- [CONSIGNE A] Reformulez sous forme de liste le paragraphe du texte qui commence par « Deux mots sur l'opérette », en conservant ses faits principaux.

- [TEXTE À LIRE]
OPÉRA – Oya Kephale fait place aux amateurs (mais pas que), dans le sens le plus noble du mot ! Remettant chaque saison sur le métier une partition d’Offenbach, cette année, c’est l’ambitieuse Mme Favart que la troupe illumine, avec la joie sans mélange de ceux qui ne voient pas la scène comme un “métier” mais comme une aventure.
Mme Favart : késako ?
Deux mots sur l’opérette (ou plutôt “l’opéra-bouffe”) d’Offenbach qui ne fait pas partie des plus connues ! Deux couples : d’un côté Mme et M. Favart, des gens de scène un peu délurés, de l’autre deux jeunes amoureux de comédie, Hector et Suzanne. Disons pour faire simple que M. et Mme Favart, traqués par un Maréchal de Saxe vexé que cette dernière n’ait pas cédé à ses avances, se retrouvent dans une auberge où leurs destins croisent ceux d’Hector et de Suzanne : s’ensuivent poursuites, séductions, déguisements, quiproquo, répétitions théâtrale (M. Favart étant auteur) et performance vocale (Mme Favart étant cantatrice). Une intrigue qui préfère le sourire complice à la tension dramatique et une musique qui sait se faire tour à tour entraînante ou charmante.
L’énergie d’une troupe
Ce qu’il y a de touchant dans les productions d’Oya Kephale, c’est de sentir l’énergie qui émane d’une troupe : les petits manques de précision musicale ou les maladresses scéniques (bien naturelles !) font partie du charme de la soirée et sont amplement rachetées par un pur bonheur d’être sur scène qui transparaît à chaque instant. Aux saluts, quand se serrent sur la scène (pourtant grande) les solistes, le choeur, le chef, l’équipe de mise en scène et même l’orchestre, on sent toute la puissance rayonnante de ces heures passées ensemble à travailler, organiser, répéter… C’est surtout le choeur qui, évoluant dans les décors de Juliette Peigné avec sur le dos les costumes colorés de Marie Leclerc, apporte cet enthousiasme : voix jeunes et claires, regards attentifs sur le chef et surtout plaisir de jouer !
La grâce plutôt que la perfection
Côté solistes, chacun tire son épingle du jeu, apportant un petit moment de grâce à la soirée.
- C’est par exemple la voix souple et bien posée d’Amandine Lavandier en Mme Favart, un petit sourire au coin des lèvres malgré l’ampleur du rôle.
- C’est le regard tout à la fois futé et ingénu de Gabriel de Masfrand qui montre le charme de sa voix de ténor au détour de son air d’Hector à l’acte II,
- C’est encore ce timbre lumineux qui brille par instant dans les aigus de Charlotte Ferraroli.
- On retient également la gouaille de Marcel Courau, qui s’empare avec un bel appétit de ce M. Favart, ou bien la liberté scénique de Frédéric Ernst, joyeusement pervers, mais également le charme de Daniel Ladaurade, qui apporte la noblesse de son timbre et de sa présence bonhomme au Major Cotignac.

- [DONNÉES FOURNIES]
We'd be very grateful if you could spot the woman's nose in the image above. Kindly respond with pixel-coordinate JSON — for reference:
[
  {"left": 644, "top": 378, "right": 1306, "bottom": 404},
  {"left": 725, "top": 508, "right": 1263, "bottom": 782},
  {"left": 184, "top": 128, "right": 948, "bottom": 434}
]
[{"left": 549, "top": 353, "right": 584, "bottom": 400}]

- [CONSIGNE B] Modifiez les données fournies en remplaçant « the woman's nose » par « the child's left eye », sans rien changer d'autre.

- [CORRIGÉ A]
- Mme Favart est un opéra-bouffe d'Offenbach qui ne fait pas partie des plus connus.
- L'œuvre met en scène deux couples : M. et Mme Favart, gens de scène un peu délurés, et deux jeunes amoureux de comédie, Hector et Suzanne.
- Traqués par le Maréchal de Saxe, vexé que Mme Favart ait repoussé ses avances, les Favart se retrouvent dans une auberge où ils croisent Hector et Suzanne.
- S'ensuivent poursuites, séductions, déguisements, quiproquos, répétitions théâtrales (M. Favart est auteur) et performance vocale (Mme Favart est cantatrice).
- L'intrigue préfère le sourire complice à la tension dramatique, et la musique se fait tour à tour entraînante ou charmante.

- [CORRIGÉ B]
We'd be very grateful if you could spot the child's left eye in the image above. Kindly respond with pixel-coordinate JSON — for reference:
[
  {"left": 644, "top": 378, "right": 1306, "bottom": 404},
  {"left": 725, "top": 508, "right": 1263, "bottom": 782},
  {"left": 184, "top": 128, "right": 948, "bottom": 434}
]
[{"left": 549, "top": 353, "right": 584, "bottom": 400}]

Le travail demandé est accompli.